- [Problem set]
**1)** Can you output the stretch of the New Zealand dollar report from "The kiwi touched" through "from 72.61 yesterday.", word for word?
**2)** Answer these about the New Zealand dollar report:
(a) What high did the kiwi touch?
(b) Who said the central bank should be "patient" on rate increases?
(c) To what level did the trade-weighted index increase?

- [Document passage]
↓↓↓
The New Zealand dollar hit a new month-high as doubts grow as to whether the Federal Reserve will continue hiking interest rates this year, damping demand for the greenback.
The kiwi touched 67.46 US cents, and was trading at 67.25 cents at 8am in Wellington, from 66.67 cents at 5pm yesterday. The trade-weighted index increased to 72.92 from 72.61 yesterday.
The US dollar index, which measures the greenback against a basket of currencies, fell to its lowest level in more than three months as traders pare back their bets on a rising US dollar amid concern that weaker global growth may prompt the Fed to hold off on raising interest rates any time soon.
Dallas Fed president Robert Kaplan said the central bank should be "patient" on rate increases, reiterating recent comments from other Fed officials. The lower greenback boosted commodity prices and increased the lure of higher yielding currencies, underpinning the kiwi.
↑↑↑
- [Information shown]
↓↓↓
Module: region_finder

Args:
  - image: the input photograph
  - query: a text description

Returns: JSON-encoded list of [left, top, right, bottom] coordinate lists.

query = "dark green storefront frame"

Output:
↑↑↑
- [Written answers]
**1)**
The kiwi touched 67.46 US cents, and was trading at 67.25 cents at 8am in Wellington, from 66.67 cents at 5pm yesterday. The trade-weighted index increased to 72.92 from 72.61 yesterday.

**2)**
(a) 67.46 US cents
(b) Dallas Fed president Robert Kaplan
(c) 72.92